- **WHAT IS BEING ASKED**: Rescale the material from the line with "Exercise. Pick out the ship mast" to the line with "pixel 337 212", both lines included, and write out those lines again with the requests in place. Multiply every coordinate in the answers by 2.1 and round to the nearest whole number, rounding halves up, while leaving all numbers in the requests unchanged.

···

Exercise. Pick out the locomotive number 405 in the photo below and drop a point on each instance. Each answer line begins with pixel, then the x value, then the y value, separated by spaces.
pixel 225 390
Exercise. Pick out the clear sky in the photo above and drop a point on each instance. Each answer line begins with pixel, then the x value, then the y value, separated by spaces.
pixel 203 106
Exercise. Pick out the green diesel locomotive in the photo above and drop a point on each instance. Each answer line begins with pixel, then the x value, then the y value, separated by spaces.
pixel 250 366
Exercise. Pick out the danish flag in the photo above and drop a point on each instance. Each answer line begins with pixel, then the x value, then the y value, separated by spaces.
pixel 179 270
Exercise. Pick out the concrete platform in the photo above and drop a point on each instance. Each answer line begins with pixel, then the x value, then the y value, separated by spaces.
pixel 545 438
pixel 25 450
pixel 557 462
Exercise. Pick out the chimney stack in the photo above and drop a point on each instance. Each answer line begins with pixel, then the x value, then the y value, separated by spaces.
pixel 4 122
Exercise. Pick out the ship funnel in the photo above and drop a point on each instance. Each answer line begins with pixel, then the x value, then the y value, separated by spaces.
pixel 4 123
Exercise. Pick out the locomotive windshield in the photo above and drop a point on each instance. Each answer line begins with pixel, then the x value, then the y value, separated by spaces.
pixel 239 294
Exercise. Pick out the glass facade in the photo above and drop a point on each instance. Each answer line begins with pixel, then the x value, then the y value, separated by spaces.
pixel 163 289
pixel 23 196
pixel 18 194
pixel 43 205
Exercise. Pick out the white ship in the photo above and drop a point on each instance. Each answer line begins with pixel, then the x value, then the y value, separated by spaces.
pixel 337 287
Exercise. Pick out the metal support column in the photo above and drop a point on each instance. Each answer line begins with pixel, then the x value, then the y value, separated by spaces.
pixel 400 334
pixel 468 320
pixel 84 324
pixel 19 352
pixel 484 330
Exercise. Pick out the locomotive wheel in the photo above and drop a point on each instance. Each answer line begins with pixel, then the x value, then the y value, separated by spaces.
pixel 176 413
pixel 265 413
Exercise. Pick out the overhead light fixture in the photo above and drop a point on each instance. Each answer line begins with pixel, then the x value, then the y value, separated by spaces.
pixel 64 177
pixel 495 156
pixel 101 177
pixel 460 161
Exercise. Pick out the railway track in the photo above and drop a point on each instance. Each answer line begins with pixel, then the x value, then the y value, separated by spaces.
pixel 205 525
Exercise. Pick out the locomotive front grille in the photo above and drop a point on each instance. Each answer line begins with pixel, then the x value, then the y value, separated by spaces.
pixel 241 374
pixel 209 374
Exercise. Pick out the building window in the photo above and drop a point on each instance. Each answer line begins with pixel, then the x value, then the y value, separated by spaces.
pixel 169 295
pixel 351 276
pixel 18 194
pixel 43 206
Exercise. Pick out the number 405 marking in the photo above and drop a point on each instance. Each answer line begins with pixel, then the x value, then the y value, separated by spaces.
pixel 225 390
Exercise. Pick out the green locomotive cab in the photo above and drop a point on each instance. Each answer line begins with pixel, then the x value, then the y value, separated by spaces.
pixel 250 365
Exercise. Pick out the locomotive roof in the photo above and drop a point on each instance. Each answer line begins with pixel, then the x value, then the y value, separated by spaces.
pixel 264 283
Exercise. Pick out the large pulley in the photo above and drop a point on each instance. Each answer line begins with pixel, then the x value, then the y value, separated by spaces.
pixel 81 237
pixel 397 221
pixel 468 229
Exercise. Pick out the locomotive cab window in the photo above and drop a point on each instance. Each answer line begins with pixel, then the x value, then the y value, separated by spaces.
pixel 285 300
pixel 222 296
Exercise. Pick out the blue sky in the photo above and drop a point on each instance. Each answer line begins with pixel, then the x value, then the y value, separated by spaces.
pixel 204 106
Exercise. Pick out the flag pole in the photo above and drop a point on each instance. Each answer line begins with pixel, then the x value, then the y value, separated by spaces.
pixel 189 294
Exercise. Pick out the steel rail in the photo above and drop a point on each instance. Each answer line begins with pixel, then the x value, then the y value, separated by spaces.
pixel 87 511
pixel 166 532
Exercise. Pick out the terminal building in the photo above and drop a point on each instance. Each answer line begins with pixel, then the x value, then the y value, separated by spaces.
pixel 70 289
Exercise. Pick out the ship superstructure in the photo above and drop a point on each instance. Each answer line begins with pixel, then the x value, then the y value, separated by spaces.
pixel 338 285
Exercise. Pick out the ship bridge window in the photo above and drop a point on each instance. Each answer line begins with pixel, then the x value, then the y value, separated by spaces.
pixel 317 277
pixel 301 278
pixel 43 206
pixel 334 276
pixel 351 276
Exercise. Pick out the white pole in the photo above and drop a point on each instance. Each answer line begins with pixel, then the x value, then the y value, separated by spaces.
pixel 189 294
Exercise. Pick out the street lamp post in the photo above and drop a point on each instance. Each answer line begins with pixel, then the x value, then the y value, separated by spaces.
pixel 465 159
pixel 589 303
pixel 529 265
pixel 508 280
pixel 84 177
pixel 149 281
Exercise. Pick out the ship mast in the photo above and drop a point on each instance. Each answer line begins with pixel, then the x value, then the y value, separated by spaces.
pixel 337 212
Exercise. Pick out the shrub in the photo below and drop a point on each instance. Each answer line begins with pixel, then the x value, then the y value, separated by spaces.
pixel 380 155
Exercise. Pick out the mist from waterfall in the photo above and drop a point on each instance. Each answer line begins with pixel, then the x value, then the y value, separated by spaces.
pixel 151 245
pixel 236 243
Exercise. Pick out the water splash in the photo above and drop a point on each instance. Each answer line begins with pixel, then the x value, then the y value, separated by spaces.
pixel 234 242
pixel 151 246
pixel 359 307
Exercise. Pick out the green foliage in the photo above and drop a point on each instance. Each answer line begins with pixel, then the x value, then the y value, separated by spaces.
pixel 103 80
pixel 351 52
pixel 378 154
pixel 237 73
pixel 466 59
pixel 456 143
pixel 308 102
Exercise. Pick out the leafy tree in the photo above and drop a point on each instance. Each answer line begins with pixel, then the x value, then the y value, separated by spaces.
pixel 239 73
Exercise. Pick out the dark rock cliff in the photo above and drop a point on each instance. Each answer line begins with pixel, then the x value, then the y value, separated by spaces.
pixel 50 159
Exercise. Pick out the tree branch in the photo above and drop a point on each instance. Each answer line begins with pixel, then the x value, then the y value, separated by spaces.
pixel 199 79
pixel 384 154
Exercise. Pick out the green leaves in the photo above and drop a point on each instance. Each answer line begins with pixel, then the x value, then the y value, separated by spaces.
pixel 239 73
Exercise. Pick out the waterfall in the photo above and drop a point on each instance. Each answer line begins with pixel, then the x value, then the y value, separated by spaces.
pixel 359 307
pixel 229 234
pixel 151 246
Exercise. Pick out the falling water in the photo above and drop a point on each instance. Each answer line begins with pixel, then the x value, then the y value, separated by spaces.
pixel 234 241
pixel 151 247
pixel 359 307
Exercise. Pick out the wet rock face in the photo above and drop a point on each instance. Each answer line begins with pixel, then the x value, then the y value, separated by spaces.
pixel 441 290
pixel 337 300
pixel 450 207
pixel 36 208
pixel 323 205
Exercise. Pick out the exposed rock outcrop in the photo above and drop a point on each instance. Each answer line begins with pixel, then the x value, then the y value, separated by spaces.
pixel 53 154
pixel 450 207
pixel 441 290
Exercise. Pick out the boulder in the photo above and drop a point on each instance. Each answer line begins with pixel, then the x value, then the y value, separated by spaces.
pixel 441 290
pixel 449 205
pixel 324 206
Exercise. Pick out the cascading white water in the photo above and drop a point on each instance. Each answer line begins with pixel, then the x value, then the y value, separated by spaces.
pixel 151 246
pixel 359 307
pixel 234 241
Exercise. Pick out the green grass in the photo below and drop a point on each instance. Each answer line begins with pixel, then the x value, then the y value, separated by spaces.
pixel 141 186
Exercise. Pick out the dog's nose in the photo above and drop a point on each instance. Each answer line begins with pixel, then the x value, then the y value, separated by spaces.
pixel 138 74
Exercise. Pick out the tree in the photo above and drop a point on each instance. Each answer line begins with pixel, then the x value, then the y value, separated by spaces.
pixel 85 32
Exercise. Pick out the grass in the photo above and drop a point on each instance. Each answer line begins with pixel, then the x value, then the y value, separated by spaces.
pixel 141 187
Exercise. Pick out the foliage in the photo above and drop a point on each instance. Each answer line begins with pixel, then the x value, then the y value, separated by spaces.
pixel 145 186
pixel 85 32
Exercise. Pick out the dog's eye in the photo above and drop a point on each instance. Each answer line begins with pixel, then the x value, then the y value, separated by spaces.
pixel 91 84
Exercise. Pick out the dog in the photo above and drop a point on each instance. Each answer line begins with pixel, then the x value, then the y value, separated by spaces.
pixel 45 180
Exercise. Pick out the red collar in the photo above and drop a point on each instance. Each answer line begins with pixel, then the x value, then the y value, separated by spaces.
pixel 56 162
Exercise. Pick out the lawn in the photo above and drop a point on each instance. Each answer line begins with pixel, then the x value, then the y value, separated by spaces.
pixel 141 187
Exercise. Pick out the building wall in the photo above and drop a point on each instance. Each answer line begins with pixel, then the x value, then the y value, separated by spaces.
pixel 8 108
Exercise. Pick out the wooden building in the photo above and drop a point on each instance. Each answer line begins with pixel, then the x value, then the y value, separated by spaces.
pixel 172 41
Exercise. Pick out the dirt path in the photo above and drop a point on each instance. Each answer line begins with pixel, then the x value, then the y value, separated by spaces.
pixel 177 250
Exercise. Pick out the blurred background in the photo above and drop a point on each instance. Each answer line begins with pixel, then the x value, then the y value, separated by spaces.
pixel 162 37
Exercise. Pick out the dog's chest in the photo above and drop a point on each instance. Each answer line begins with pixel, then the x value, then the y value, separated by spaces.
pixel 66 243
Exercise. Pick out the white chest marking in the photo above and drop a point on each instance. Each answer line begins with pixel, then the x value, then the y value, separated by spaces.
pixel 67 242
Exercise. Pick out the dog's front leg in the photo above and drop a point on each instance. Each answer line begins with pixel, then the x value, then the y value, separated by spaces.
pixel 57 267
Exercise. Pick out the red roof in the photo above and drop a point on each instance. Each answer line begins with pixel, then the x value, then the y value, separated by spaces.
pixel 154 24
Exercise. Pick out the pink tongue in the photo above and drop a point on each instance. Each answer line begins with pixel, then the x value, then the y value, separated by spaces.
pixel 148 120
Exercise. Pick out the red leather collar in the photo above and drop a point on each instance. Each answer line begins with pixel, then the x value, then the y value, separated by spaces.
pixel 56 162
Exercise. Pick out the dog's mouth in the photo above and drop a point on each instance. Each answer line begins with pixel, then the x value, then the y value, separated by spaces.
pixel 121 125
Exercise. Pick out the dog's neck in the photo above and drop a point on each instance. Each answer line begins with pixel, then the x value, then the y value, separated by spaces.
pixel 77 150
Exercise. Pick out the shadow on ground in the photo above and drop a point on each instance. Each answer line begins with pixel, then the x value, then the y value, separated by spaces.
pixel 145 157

···

- **FINAL RESULT**:
Exercise. Pick out the ship mast in the photo above and drop a point on each instance. Each answer line begins with pixel, then the x value, then the y value, separated by spaces.
pixel 708 445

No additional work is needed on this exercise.